Alcuni spunti di riflessione attraverso le domande poste a Dacia Maraini da “La Cipolla Gagliarda” e Sandra Landi, scrittrice e saggista fiorentina, in relazione alla sua intervista del 16 marzo sul Corriere della Sera:
Abbiamo letto il suo articolo sul Corriere della sera e ci è sembrato molto interessante lo sdoppiamento (Conrad) come visione di un dialogo con se stessi non sempre puliti, onesti e limpidi, come superficialmente, in condizioni di normalità, ci può sembrare. Dal momento del lockdown quanto di noi abbiamo potuto vedere di ignoto, di oscuro, di sconosciuto?
Dacia Maraini: “Siamo tutti colpevoli di fronte alla cura dell’ambiente, anche se non siamo direttamente implicati, perché abbiamo accettato il sistema senza discutere e protestare. Siamo colpevoli di complicità nella distruzione dell’ambiente che si sta compiendo sotto i nostri occhi ciechi: abbiamo lasciato che si riempissero di cemento le campagne, abbiamo permesso che si estinguessero tante specie preziose con l’uso dissennato dei pesticidi, abbiamo fatto riempire il mare di plastica, avvelenato le acque dei fiumi, creato quei campi di tortura e di sterminio che sono gli allevamenti intensivi. Spero proprio che ci sia un ripensamento. Non siamo i proprietari assoluti della terra e non abbiamo il diritto di distruggere l’ecosistema ai nostri figlie nipoti”.

• **Compiti da svolgere**
1 – Secondo il brano sull'intervista a Dacia Maraini, su quale quotidiano è uscita l'intervista del 16 marzo?
2 – Per ciascuna affermazione indica se concorda con il brano sull'intervista a Dacia Maraini, rispondendo sì o no e citando le parole del brano che lo dimostrano: (a) Maraini sostiene che siamo colpevoli solo se direttamente implicati; (b) le domande a Maraini sono state poste da La Cipolla Gagliarda e da Sandra Landi; (c) Maraini afferma che gli esseri umani sono i proprietari assoluti della terra.
3 – Continua il brano sull'intervista a Dacia Maraini a partire dall'ultima risposta riportata.

• **Dati forniti**
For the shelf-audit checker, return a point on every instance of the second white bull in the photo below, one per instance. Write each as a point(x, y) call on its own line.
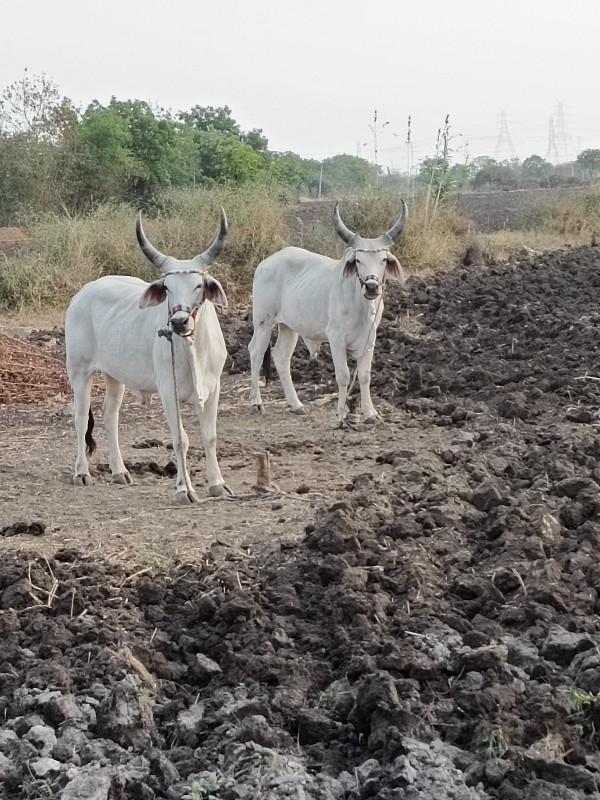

• **Soluzioni dell'esercizio**
1 – Sul Corriere della Sera.

2 –
(a) No: «anche se non siamo direttamente implicati».
(b) Sì: «domande poste a Dacia Maraini da “La Cipolla Gagliarda” e Sandra Landi».
(c) No: «Non siamo i proprietari assoluti della terra».

3 –
Purtroppo questo lato viene fuori se è compresso, infatti in questa situazione di forzata permanenza nelle nostre case, le situazioni di violenza si moltiplicano. Abbiamo notizie della drammaticità in cui versano le case di accoglienza per donne che subiscono violenza e vorremmo attirare l’attenzione dell’opinione pubblica su questo problema. Può aiutarci con le sue considerazioni o proposte?
Dacia Maraini: “Tutto questo è una delle conseguenze della forzata segregazione. Ma siccome i rifugi per le donne maltrattate e minacciate continuano il loro lavoro, bisogna convincere le donne che vivono sotto minaccia a denunciare , anche se è difficile, ma sarà ancora più difficile continuare a stare vicino a chi le tiene sotto ricatto. La cronaca ci dice che spesso queste minacce sconfinano in vere e proprie mattanze”.
In quale chiave, nel perdono, nella comprensione, nell’accettazione o meglio nel dialogo con l’estraneo che ci abita, vede Lei una risorsa per l’arte per la cultura e per il nostro spirito in questo momento? Dove può portare questo dialogo con l’altra parte di noi, con quel marinaio assassino che tanto ci somiglia?
Dacia Maraini: “E’ sempre bene riconoscere il male che c’è in noi, anche quando ci sentiamo innocenti. Come ho detto prima, anche se innocenti, siamo in qualche modo complici di una situazione in cui si uccidono le donne e si uccide l’ambiente. Bisogna cominciare col dialogo con se stessi per potere poi parlare con gli altri e trovare dei rimedi razionali ed efficaci”.
La civiltà presuppone uno scambio espressivo continuo, si conserva e si moltiplica nel rapporto con gli altri, nell’isolamento rischia di morire nei suoi principi fondamentali, proprio come succede in guerra. Al ritorno alla normalità (quando e come avverrà) ci dobbiamo aspettare una civiltà impoverita?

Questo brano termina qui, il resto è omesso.